# [Tasks to carry out]
A. Reproduce the article on diagnosing disease from Facebook posts word for word, everything from "Linking to the" down to "is Club Penguin.".
B. Translate this sentence from the article on diagnosing disease from Facebook posts into Spanish: "Pregnancy, in fact, was the easiest to predict, while the presence of coagulopathy was the hardest."

# [Exercise passage]
· · · · ·

Social Media: the Future of Diagnosis?

A study suggests that your Facebook posts can be used to determine what diseases or conditions you have with reasonable accuracy.

A new study appearing in PLOS One suggests that your Facebook posts can be used to diagnose a variety of diseases.

Researchers from the University of Pennsylvania found 999 brave souls willing to share their entire Facebook history – amounting to 950,000 Facebook status updates and 20 million words, which is equivalent to about 15 copies of Proust’s Remembrance of Things Past although with slightly less sardonic wit and slightly more emojis.

Stop trying to make “social mediome” happen. It’s not gonna happen.

Stop trying to make “social mediome” happen. It’s not gonna happen.

From this data they derived what they call a “social mediome” – we’ll see if that catches on – a set of 700 variables that reflected the 500 most-common word pairs seen, and 200 common word-cluster “topics”.

Each of the 999 individuals thus had a 700-variable fingerprint that represented all that they put out there into the ether of the social network.

Linking to the electronic medical record, the researchers asked whether they could use that fingerprint to predict the presence of 21 conditions like diabetes, psychosis, and pregnancy.

Ironically, the best social media site for diagnosis is Club Penguin.

And, for basically all of them, they could with varying degrees of accuracy. Pregnancy, in fact, was the easiest to predict, while the presence of coagulopathy was the hardest. This is probably for the best.

The authors compared Facebook’s ability to predict with the predictive ability of a combination of three demographic factors – a individual’s age, race, and sex, finding that Facebook-based prediction was significantly superior to demographic-based prediction for 10 of the 21 conditions.

Depression word cloud.

Depression word cloud.

· · · · ·

# [Extracted records]
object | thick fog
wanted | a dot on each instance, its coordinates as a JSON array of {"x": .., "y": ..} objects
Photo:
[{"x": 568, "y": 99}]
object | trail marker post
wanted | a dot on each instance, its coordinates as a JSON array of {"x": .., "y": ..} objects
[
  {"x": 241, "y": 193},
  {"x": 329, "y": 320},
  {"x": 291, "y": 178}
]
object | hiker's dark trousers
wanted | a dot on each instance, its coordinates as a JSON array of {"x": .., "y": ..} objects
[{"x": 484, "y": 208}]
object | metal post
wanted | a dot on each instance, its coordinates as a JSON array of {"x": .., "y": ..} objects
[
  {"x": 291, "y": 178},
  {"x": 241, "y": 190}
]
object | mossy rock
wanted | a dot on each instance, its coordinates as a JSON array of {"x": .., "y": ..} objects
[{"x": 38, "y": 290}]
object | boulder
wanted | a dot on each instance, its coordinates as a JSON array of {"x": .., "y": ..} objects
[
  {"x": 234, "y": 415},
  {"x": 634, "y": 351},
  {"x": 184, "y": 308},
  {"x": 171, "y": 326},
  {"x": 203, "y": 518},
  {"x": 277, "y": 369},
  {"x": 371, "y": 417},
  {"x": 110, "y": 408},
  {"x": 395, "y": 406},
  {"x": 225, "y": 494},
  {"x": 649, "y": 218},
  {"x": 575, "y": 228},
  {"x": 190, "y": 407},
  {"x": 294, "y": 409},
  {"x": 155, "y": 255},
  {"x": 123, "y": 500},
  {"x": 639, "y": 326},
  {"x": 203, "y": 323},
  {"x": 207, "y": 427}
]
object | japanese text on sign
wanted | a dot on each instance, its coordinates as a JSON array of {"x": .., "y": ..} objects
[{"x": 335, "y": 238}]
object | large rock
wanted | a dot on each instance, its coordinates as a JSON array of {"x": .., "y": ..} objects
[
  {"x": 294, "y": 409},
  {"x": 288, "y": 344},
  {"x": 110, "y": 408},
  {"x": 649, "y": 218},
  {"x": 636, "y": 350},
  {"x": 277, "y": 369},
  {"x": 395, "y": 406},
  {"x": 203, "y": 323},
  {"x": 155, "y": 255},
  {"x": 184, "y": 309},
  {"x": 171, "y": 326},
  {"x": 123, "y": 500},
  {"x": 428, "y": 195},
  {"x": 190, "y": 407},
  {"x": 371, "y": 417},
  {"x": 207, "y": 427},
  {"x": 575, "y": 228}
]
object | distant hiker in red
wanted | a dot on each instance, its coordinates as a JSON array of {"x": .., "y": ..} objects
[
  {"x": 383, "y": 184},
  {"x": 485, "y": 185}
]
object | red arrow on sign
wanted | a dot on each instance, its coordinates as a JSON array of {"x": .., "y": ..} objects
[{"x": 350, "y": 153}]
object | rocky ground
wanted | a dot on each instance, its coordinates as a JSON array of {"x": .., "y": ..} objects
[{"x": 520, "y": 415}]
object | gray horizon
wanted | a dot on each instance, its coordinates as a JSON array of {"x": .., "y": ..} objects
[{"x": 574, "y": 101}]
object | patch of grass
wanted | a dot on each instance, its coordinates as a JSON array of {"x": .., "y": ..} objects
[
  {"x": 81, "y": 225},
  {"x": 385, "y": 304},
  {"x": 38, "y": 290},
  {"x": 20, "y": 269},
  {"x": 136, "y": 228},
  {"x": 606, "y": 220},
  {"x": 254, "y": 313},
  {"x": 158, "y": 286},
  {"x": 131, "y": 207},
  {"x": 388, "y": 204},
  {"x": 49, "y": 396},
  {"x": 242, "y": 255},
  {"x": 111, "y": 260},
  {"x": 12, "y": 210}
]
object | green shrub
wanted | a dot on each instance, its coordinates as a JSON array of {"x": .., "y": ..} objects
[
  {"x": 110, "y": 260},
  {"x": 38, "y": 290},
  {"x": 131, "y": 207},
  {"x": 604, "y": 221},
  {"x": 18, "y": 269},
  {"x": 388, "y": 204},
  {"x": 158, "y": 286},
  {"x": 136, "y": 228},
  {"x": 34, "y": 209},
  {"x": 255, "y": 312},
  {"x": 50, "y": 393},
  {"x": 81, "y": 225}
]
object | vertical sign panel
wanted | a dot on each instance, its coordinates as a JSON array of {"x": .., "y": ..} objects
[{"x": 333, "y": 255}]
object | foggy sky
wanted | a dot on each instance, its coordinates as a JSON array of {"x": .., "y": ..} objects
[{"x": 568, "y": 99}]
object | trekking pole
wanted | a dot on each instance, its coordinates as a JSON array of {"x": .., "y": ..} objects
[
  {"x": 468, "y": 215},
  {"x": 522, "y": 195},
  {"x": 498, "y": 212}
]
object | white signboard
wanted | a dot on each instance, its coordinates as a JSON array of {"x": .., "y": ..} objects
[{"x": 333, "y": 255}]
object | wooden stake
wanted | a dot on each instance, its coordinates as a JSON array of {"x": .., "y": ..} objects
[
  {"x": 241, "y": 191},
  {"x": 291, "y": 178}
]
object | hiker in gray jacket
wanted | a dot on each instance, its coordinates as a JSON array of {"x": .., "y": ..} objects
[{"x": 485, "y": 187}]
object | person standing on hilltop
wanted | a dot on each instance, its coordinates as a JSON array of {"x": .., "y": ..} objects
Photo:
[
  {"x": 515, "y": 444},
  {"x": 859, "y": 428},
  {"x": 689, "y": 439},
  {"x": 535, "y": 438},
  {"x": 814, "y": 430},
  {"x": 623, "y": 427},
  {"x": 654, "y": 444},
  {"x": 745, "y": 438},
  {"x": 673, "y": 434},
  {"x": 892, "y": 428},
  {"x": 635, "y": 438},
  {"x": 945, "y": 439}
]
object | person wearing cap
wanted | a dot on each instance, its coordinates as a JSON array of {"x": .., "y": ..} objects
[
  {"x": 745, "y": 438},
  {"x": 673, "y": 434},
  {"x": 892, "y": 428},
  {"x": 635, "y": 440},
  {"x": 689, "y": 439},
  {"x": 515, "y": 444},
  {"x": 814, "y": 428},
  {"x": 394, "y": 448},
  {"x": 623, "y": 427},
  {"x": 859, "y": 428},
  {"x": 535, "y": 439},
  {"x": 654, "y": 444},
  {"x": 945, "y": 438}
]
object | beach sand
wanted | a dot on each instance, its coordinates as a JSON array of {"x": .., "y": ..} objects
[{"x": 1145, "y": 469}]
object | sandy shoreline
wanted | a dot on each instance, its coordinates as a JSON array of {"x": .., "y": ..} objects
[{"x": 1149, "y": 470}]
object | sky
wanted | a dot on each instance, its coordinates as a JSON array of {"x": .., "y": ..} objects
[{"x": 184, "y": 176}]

· · · · ·

# [List of answers]
A.
Linking to the electronic medical record, the researchers asked whether they could use that fingerprint to predict the presence of 21 conditions like diabetes, psychosis, and pregnancy.

Ironically, the best social media site for diagnosis is Club Penguin.

B. El embarazo, de hecho, fue lo más fácil de predecir, mientras que la presencia de coagulopatía fue lo más difícil.